**Provided passage**
After teaching guards and counter-guards and the basics of theory, the first action Giganti moves to instructing is the lunge. There’s a good reason for this: If your entire plan is to take a single tempo and strike, the lunge is the best option. It covers the most distance with the fewest moving parts. Since your measure is defined by your lunge, any other footwork in measure is necessarily going to not cover the same distance, requiring more tempi to get to your opponent, thereby wasting tempi.
Many fencers in the SCA are familiar with the foil/epee lunge or some variant of it. Much of our fencing pedigree is rooted in modern sport fencing and the selection pressures that have guided change to the Society’s norms are for the most part slow and gradual (the most notable exceptions being the introduction and eventual dominance of schlager blades fifteen(??) years ago and the increasing availability in the past decade of period manuals on rapier combat). The fencer who was fast and agile with a foil or epee could, for the better part of twenty years, completely transfer those skills to the rapier list field. Even after the introduction of schlager blades, not much changed. As a result, thirty years after the start of rapier, most people are still taught to stand with their weight evenly distributed to enable them to move in any direction. They are taught to extend their hand and spring off their back foot. The result, which actually has to begin by pushing the weight off the front foot (meaning backwards onto your rear foot), is interchangeable with the modern fencing lunge and based on physicality, not efficiency.

**Raw records**
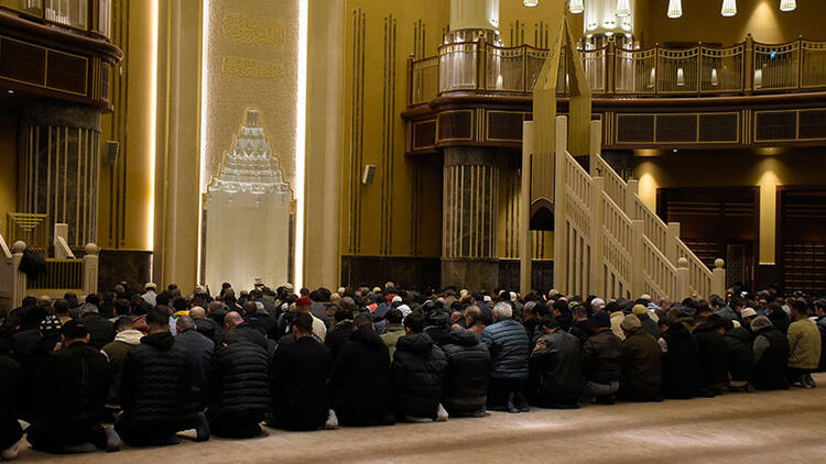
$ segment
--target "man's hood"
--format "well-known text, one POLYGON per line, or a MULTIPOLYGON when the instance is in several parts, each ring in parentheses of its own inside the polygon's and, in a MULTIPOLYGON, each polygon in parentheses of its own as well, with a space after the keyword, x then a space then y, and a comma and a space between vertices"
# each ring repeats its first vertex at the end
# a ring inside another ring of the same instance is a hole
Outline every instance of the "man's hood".
POLYGON ((411 353, 426 353, 433 347, 433 339, 426 333, 411 333, 399 339, 395 349, 411 353))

**Exercise tasks**
[1] In the passage on the fencing lunge, copy word for word the portion starting at "After teaching guards" and ending at "thereby wasting tempi.".
[2] Write out every line of the records above verbatim, leaving out the pictures.

**Solved problems**
[1]
After teaching guards and counter-guards and the basics of theory, the first action Giganti moves to instructing is the lunge. There’s a good reason for this: If your entire plan is to take a single tempo and strike, the lunge is the best option. It covers the most distance with the fewest moving parts. Since your measure is defined by your lunge, any other footwork in measure is necessarily going to not cover the same distance, requiring more tempi to get to your opponent, thereby wasting tempi.

[2]
$ segment
--target "man's hood"
--format "well-known text, one POLYGON per line, or a MULTIPOLYGON when the instance is in several parts, each ring in parentheses of its own inside the polygon's and, in a MULTIPOLYGON, each polygon in parentheses of its own as well, with a space after the keyword, x then a space then y, and a comma and a space between vertices"
# each ring repeats its first vertex at the end
# a ring inside another ring of the same instance is a hole
Outline every instance of the "man's hood".
POLYGON ((411 353, 426 353, 433 347, 433 339, 426 333, 411 333, 399 339, 395 349, 411 353))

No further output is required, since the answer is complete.